Exercise prompt. Your response should consist of every record, exactly as given.

------------------------------

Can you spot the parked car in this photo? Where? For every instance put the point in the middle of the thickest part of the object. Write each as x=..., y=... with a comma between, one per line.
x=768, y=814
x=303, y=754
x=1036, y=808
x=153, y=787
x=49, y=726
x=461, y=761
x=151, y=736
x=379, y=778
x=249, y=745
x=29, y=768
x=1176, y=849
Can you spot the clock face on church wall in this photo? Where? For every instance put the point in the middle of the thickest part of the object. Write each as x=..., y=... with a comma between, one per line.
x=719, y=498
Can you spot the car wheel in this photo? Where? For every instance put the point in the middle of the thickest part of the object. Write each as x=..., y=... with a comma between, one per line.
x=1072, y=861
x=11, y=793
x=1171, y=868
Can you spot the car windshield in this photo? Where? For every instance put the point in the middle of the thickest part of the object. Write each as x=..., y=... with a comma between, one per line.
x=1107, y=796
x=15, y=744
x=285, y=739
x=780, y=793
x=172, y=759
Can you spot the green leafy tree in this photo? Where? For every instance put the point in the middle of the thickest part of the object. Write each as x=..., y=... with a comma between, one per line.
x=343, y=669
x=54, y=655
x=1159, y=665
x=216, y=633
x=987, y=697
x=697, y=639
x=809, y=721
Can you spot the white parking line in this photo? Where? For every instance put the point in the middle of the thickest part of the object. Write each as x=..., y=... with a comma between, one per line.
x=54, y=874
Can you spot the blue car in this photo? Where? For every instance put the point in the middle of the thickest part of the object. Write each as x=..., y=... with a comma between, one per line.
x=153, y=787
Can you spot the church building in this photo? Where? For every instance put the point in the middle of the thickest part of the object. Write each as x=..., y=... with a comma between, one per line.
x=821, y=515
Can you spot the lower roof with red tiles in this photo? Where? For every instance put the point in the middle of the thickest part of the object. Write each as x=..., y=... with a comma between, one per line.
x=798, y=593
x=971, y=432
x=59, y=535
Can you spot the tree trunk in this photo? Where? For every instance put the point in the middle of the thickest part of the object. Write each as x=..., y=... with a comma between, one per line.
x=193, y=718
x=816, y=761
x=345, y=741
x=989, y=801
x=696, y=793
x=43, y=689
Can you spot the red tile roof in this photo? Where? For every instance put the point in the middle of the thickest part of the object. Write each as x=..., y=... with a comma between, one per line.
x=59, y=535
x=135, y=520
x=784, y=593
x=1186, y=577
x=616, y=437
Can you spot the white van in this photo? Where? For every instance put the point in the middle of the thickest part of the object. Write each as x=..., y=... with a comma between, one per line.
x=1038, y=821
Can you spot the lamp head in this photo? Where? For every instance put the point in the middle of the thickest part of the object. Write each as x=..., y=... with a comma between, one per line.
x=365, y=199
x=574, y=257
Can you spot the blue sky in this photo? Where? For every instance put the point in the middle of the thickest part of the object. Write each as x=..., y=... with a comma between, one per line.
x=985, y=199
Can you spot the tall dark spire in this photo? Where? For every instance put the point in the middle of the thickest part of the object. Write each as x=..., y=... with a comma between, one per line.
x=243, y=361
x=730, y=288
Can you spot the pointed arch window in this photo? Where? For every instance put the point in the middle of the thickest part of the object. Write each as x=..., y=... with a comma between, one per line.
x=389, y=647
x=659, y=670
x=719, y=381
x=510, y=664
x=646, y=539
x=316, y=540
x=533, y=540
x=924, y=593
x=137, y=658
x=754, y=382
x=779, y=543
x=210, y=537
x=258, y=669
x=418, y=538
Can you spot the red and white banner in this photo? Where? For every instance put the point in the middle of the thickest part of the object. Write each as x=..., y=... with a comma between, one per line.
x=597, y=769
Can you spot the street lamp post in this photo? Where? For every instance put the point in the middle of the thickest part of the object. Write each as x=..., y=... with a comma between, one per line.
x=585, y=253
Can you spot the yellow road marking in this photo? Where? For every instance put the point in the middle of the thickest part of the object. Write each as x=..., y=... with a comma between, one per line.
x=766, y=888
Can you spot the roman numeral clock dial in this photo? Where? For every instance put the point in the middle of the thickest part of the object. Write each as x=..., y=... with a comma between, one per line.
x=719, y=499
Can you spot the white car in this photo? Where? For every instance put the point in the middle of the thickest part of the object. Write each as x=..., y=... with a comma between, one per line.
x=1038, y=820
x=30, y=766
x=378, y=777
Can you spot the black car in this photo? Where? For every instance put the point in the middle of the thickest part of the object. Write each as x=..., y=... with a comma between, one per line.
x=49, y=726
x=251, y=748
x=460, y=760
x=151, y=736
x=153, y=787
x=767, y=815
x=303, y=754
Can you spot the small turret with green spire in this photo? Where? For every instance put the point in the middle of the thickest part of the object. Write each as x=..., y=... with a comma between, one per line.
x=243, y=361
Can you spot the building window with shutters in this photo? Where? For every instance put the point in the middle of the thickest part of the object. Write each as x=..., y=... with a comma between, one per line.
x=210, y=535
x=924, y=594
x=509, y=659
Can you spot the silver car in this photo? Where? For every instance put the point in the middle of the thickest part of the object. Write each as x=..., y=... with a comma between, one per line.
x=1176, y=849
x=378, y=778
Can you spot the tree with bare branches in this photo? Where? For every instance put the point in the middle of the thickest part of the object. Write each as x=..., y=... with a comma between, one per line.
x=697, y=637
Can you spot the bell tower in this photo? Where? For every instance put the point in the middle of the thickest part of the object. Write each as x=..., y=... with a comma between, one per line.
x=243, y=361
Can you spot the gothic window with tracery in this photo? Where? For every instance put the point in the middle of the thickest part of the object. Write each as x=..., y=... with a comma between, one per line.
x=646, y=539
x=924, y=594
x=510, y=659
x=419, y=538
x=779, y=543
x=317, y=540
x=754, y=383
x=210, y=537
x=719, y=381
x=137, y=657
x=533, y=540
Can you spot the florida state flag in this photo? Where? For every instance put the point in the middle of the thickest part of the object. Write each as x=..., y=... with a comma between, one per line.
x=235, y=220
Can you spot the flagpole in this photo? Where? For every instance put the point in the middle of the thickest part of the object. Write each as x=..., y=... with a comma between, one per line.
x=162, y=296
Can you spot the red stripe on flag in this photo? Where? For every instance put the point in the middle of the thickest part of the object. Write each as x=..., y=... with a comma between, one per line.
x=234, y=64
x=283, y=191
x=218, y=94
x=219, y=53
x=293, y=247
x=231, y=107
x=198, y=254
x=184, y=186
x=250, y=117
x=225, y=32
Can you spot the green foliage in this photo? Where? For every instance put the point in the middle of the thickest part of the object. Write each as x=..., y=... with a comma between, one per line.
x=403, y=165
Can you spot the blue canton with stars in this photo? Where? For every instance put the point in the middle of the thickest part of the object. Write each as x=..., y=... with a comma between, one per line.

------------------------------

Solution.
Can you spot the parked car in this photo? Where? For every instance put the point in the middle of the thickest part of the object. Write each as x=..., y=... with a comma between, one per line.
x=768, y=814
x=303, y=754
x=1036, y=808
x=153, y=787
x=49, y=726
x=461, y=761
x=151, y=736
x=379, y=778
x=249, y=745
x=29, y=768
x=1176, y=849
Can you spot the clock face on church wall in this photo? Where? For every instance put the point in the middle of the thickest part of the object. Write each as x=..., y=... with a comma between, one per line.
x=719, y=498
Can you spot the car wheel in this photo? Where? For every instance put the point in the middle of the thickest part of the object. Write each as x=..., y=... with a comma between, one per line.
x=1072, y=861
x=11, y=793
x=1171, y=868
Can you spot the car windshield in this photo? Where? For every instance put the point in the middle of the thickest part of the object. Write each as x=..., y=... with a comma between, one per line.
x=1107, y=796
x=15, y=744
x=285, y=739
x=780, y=793
x=172, y=759
Can you spot the green leafy tree in this photo? Where? For every instance put the point in the middle of the thickest part of the object. Write each as x=..., y=... with a comma between, one per line.
x=343, y=669
x=54, y=655
x=1159, y=665
x=216, y=633
x=987, y=697
x=697, y=639
x=809, y=721
Can you spot the white parking line in this photo? Where? For every instance put the point in the middle of the thickest part of the object. Write each as x=..., y=... with a comma between, one per line.
x=54, y=874
Can you spot the blue car in this photo? Where? For every instance put the point in the middle of the thickest part of the object. Write each as x=..., y=... with a comma between, one per line.
x=153, y=787
Can you spot the church building in this photo? Where? For every instance put the point in the middle of the thickest part of the object. Write each as x=..., y=... with a comma between, one per line.
x=821, y=515
Can you spot the lower roof with red tiles in this photo? Where? For every instance put the point in the middle of the thickest part of the object. Write each as x=..., y=... with a comma between, one per line.
x=798, y=593
x=971, y=432
x=59, y=535
Can you spot the tree trunk in this photo? Where? For every instance put the point in the middle of the thickest part of the object. Write each as x=..., y=... with a comma between, one per line.
x=193, y=718
x=816, y=761
x=345, y=741
x=989, y=801
x=696, y=793
x=43, y=689
Can you spot the red tile roof in this photo? Where? For every instance put the point in the middle of the thickest part of the object. Write each as x=..., y=... with a comma between, one per line.
x=59, y=535
x=135, y=520
x=784, y=593
x=1186, y=577
x=616, y=437
Can you spot the white van in this photo? Where? For every instance put the point in the middle of the thickest part of the object. Write each as x=..., y=... with a comma between, one per line.
x=1038, y=821
Can you spot the lamp head in this photo? Where? For every instance put the point in the middle of the thickest part of the object. Write each as x=..., y=... with a comma between, one per line.
x=365, y=199
x=574, y=257
Can you spot the blue sky in this photo? Where? For every instance put the point in the middle of the thickest part of the object. Write each as x=..., y=... with a comma between, one per line.
x=985, y=199
Can you spot the tall dark spire in this photo? Where? For every instance put the point in the middle of the thickest part of the object. Write each as x=..., y=... with a comma between, one per line.
x=243, y=361
x=730, y=288
Can you spot the pointed arch window in this photo? Where? For every instance put the point in the middle of the thickest part of the object. Write each as x=..., y=... with a comma between, one per line.
x=389, y=647
x=659, y=670
x=719, y=381
x=510, y=664
x=646, y=539
x=316, y=540
x=533, y=540
x=924, y=593
x=137, y=658
x=754, y=382
x=779, y=543
x=210, y=537
x=258, y=669
x=418, y=538
Can you spot the red and white banner in this photo? Where? For every instance put the point in the middle of the thickest part of the object. Write each as x=..., y=... with a comma between, one per line.
x=597, y=769
Can you spot the street lamp post in this photo? Where? For every instance put the point in the middle of the thickest part of the object. Write each as x=..., y=... with a comma between, one per line.
x=585, y=253
Can you spot the yellow road marking in this photo? Where? For every instance put the point in the middle of the thickest part of the object. Write each as x=..., y=... with a comma between, one per line.
x=766, y=888
Can you spot the roman numeral clock dial in this photo? Where? For every instance put the point in the middle of the thickest part of the object. Write each as x=..., y=... with a comma between, one per line.
x=719, y=499
Can you spot the white car in this photo? Where? For every instance put the point in the middle of the thickest part of the object. Write each as x=..., y=... with a comma between, one per line.
x=1038, y=820
x=30, y=766
x=378, y=777
Can you spot the black car in this photo? Where? For every instance put the point in the middle of the thickest part of the object. Write each as x=..., y=... with a comma between, one per line.
x=49, y=726
x=251, y=748
x=460, y=760
x=151, y=736
x=153, y=787
x=767, y=815
x=303, y=754
Can you spot the small turret with green spire in this photo? Where? For every instance put the point in the middle of the thickest part of the object. Write each as x=..., y=... with a comma between, one per line.
x=243, y=361
Can you spot the building window with shutters in this photo? Where? For every instance put the point in the middle of the thickest part of the object. Write each as x=..., y=... with a comma between, one per line.
x=210, y=535
x=924, y=594
x=509, y=659
Can you spot the silver car in this photo? Where? For every instance put the point in the middle of the thickest part of the object. Write each as x=..., y=... with a comma between, one per line.
x=1176, y=849
x=378, y=778
Can you spot the tree with bare branches in this photo? Where? For every instance put the point in the middle of the thickest part of the object. Write each as x=..., y=... with a comma between, one per line.
x=697, y=637
Can you spot the bell tower in this photo? Where? For every instance put the point in the middle of the thickest part of the object. Write each as x=..., y=... with a comma between, one per line.
x=243, y=361
Can you spot the gothic window with tracery in this photo? Where? For every instance put the point in the middle of the thickest part of the object. Write each as x=..., y=... with a comma between, one per line.
x=646, y=539
x=924, y=594
x=510, y=659
x=419, y=538
x=779, y=543
x=317, y=540
x=754, y=383
x=210, y=537
x=719, y=381
x=137, y=657
x=533, y=540
Can you spot the florida state flag in this photo? Where? For every instance put the point in the middle of the thickest part of the object. Write each as x=..., y=... with a comma between, one per line.
x=235, y=220
Can you spot the flagpole in this photo? Where? For every instance put the point in the middle of the thickest part of the object. Write each as x=..., y=... with a comma between, one per line.
x=162, y=296
Can you spot the red stripe on flag in this photo? Where? For every instance put the point in the middle of the thickest part of the object. Write each as x=..., y=... with a comma between, one per line.
x=234, y=64
x=283, y=191
x=218, y=94
x=219, y=53
x=293, y=247
x=231, y=107
x=198, y=254
x=184, y=186
x=250, y=117
x=225, y=32
Can you spot the green foliage in this photo? Where? For every instance put the point in the middle of the thickest part of the object. Write each as x=..., y=... with a comma between, one per line.
x=403, y=165
Can you spot the blue canton with stars in this photo? Where? For every instance put the point in the middle of the thickest part of the object. Write each as x=..., y=... with a comma between, one per line.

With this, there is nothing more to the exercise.